● GIVEN TASK: Can you return every one of the records below word for word, leaving the pictures out?

● RECORDS SHOWN:
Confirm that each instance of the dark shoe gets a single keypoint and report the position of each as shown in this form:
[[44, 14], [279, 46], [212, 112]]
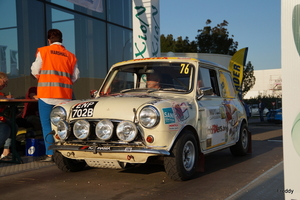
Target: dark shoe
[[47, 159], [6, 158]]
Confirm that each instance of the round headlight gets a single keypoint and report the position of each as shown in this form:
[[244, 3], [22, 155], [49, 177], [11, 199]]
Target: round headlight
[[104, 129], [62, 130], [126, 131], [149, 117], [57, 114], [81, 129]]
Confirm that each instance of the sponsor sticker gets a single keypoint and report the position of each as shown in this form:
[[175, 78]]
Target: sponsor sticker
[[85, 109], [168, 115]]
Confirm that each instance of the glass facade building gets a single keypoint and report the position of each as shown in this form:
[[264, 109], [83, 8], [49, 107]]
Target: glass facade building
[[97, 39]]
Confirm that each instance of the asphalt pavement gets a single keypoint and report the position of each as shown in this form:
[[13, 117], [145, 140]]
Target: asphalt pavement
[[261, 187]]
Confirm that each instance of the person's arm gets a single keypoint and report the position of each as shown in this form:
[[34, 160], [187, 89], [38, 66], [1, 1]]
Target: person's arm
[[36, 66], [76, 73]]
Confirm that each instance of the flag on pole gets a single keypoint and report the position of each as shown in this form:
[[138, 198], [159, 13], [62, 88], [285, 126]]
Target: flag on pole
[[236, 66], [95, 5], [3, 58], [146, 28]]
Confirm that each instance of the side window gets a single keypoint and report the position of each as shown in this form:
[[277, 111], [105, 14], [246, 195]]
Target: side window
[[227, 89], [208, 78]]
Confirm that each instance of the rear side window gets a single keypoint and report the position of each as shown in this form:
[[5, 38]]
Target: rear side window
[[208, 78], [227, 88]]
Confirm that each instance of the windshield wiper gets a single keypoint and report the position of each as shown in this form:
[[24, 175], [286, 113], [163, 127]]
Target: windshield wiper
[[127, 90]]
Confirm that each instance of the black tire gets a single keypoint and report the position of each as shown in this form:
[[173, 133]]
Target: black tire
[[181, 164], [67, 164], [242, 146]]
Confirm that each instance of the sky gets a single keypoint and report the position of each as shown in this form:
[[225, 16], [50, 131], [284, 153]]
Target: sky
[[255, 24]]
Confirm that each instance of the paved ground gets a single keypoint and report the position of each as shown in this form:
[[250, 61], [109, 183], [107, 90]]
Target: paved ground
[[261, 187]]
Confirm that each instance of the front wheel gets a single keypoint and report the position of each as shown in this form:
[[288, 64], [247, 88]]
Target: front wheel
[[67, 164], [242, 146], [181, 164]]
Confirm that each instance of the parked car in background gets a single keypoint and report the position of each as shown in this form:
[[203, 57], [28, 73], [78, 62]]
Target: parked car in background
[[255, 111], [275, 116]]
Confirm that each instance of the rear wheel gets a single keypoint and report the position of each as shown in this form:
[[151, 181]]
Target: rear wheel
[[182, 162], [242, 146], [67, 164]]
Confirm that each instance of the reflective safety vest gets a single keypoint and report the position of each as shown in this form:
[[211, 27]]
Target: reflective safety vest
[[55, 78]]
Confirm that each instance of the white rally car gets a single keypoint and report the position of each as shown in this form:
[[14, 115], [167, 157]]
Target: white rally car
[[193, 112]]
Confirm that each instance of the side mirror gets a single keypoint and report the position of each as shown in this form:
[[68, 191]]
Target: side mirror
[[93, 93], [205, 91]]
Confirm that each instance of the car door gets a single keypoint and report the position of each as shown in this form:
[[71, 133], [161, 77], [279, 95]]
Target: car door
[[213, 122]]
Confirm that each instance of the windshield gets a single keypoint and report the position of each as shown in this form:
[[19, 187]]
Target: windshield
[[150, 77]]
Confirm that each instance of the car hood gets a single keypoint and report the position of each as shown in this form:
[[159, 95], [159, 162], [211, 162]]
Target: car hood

● THE ANSWER:
Confirm that each instance of the dark shoe gets a single keypoint and report the position of each as shown in this form:
[[44, 14], [279, 46], [212, 112]]
Target: dark shoe
[[47, 159], [6, 158]]
Confirm that each instance of the round headlight gets a single keypoint and report the position of each as shown in this form:
[[244, 3], [22, 155], [49, 177], [11, 199]]
Target: round headlight
[[104, 129], [62, 130], [126, 131], [149, 117], [57, 114], [81, 129]]
Confirm that each instance of the sponsor sticker gets a single keypoint and report the position of each as shown in this form:
[[175, 78]]
Target: sponsor sticker
[[85, 109], [168, 115]]
Confirm that each instance of the glass facade building gets a single keypoint and report the position of each as shown in this form:
[[264, 109], [83, 8], [49, 107]]
Target: glass facade building
[[97, 39]]
Confirm that each instance of the asphalt pavement gets a single keypoint and report the position of each as shown in this form:
[[13, 117], [145, 140]]
Target: asphalt pavement
[[261, 187]]
Confirm that each instance of the person's arm gets a single keypoint and report the position of each as shown in this form:
[[34, 160], [187, 89], [38, 66], [1, 1]]
Target: person's arm
[[36, 66], [76, 73]]
Confirm that each instance of the flag on pole gets a single keypoint and report the position of each as shown in this form:
[[138, 198], [159, 13], [62, 88], [285, 126]]
Target: flag on pole
[[236, 66], [95, 5], [3, 58], [146, 28]]
Confirm that each instance of the side window gets a single keypoint and report the position of each as shown in this form:
[[277, 111], [105, 14], [246, 195]]
Target: side window
[[227, 89], [208, 78]]
Confirm that each instance of the rear side window gets a single keypoint and report the position of each as shown in this form:
[[5, 38]]
Target: rear side window
[[208, 78], [227, 88]]
Confirm that each instance of the windshield wiper gets a single keypoint and report the position of each as shown in this form:
[[24, 175], [286, 113], [163, 127]]
Target: windshield wiper
[[127, 90]]
Confirm that each instance of the black tire gets a single keypoint and report the position of each as shown in this form:
[[173, 133]]
Target: black tire
[[181, 164], [67, 164], [242, 146]]
Confirm that each instance of the sky gets a single keypoint and report the position of each as shown in this form:
[[225, 16], [50, 131], [284, 153]]
Target: sky
[[255, 24]]
Confirm that each instance of the paved ground gets a single keypoint and report the position of each as shown in this form:
[[250, 61], [109, 183], [107, 90]]
Target: paved ground
[[261, 187]]
Confirm that each instance of the front wheel gets a single keypoint and report the position of each as shown in this form:
[[288, 64], [247, 88]]
Target: front wheel
[[67, 164], [242, 146], [181, 164]]
Confirm that each instance of the parked car in background gets a single keypoint and report the position of each as shown in this form:
[[203, 57], [28, 73], [78, 62]]
Target: parked car in background
[[255, 111], [275, 116]]
Confirm that each instance of the rear wheel gets a single keypoint and report the position of each as shown in this form:
[[151, 181]]
Target: rear wheel
[[182, 162], [242, 146], [67, 164]]
Confirm that each instance of the reflective safety vest gets a single keypoint and report the position of each as shown in this form:
[[211, 27]]
Target: reflective safety vest
[[55, 78]]
Confirm that each instance of the white rally car gets a single keypoint and report the position of each as shown in this form:
[[14, 115], [167, 157]]
Target: white rally car
[[193, 112]]
Confirm that each instance of the side mirror gets a single keypoint and report the position of each as shown in this form:
[[68, 191]]
Target: side mirror
[[93, 93], [205, 91]]
Confirm that each instance of the car door gets a single keypoint and report the position of each as shown in this form:
[[71, 133], [161, 77], [279, 95]]
Target: car door
[[213, 122]]
Confirm that each instance of the windshield gets a single keypoint and report the position of each as shown in this form:
[[19, 187]]
Target: windshield
[[150, 77]]
Confirm that each instance of the car hood gets a single keypoint and report the position of each as shown in this form:
[[159, 95], [159, 162], [211, 162]]
Target: car hood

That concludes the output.